▶ **PAGE EXCERPT**:
In Q-learning, a Q-table is used to store each state and a corresponding Q-value owned by each action in this state. However, as discussed above, maintaining a Q-table is quite expensive when the environment becomes very complex. DQN, which combines the benefits of Q-learning and convolutional neural networks (CNNs), can overcome this problem very well. Receiving states and actions as input, the neural network can analyse and return the Q-value of each action [37], so that there is no need to record the Q-value in a table. A CNN is a class of deep, feed-forward artificial neural networks which has been successfully employed to analyse visual imagery. Since the state space in our model includes several large matrixes that can be regarded as pictures, CNNs are the best choice since they behave well in extracting spatial features from images so as to fully understand the spatial characteristics around the intersection. A CNN consists of an input and an output layer, multiple convolutional layers, as well as optional hidden layers such as pooling layers, fully connected layers, and normalization layers. Figure 2 is a demonstration of how these layers can be combined to build a CNN according to the requirement. Convolutional layers apply a convolution operation to the input and pass the result to the next layer, so as to achieve feature extraction [38].

DQN modifies standard Q-learning in two ways, to make it suitable for training large neural networks without diverging. First, we use a technique known as experience replay, in which we store the agent’s experiences at each time step in a data set pooled over many episodes (where the end of an episode occurs when a terminal state is reached) into a replay memory. During the inner loop of the algorithm, we apply Q-learning updates or mini-batch updates to samples of experience drawn at random from the pool of stored samples. The second modification to Q-learning is aimed at further improving the stability of neural networks. It uses a separate network for generating the targets in the Q-learning update. More precisely, after every C update, we clone the network Q to obtain a target network and use for generating the Q-learning targets for the following C updates to Q. This modification makes the algorithm more stable as compared to standard online Q-learning [39].

3. Approach

Our truly adaptive traffic signal control system is divided into three modules: a signal control core algorithm, an interaction and control module, and a simulation module. The flowchart of information transfer between them is shown in Figure 3. First, the interaction and control module feeds the current environment state to the core algorithm. Second, the core algorithm passes the optimal action back according to ϵ-greedy strategy. Third, the interaction and control module changes the traffic signal, and the results are passed to the simulation module to be displayed in the SUMO GUI. Fourth, the interaction and control module calculates the rewards and passes them to the core algorithm. Fifth, the core algorithm learns and updates the policy according to the rewards received.

▶ **WORK TO BE COMPLETED**:
In the traffic signal control text, what three modules make up the adaptive control system?

▶ **DATA EXTRACT**:
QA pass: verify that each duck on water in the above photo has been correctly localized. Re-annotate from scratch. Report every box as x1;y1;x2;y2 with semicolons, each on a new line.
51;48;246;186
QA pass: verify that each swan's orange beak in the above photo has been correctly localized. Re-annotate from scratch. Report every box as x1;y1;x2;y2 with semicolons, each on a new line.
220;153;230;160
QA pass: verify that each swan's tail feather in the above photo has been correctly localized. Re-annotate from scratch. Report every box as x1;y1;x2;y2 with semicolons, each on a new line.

▶ **FULL SOLUTION**:
A signal control core algorithm, an interaction and control module, and a simulation module.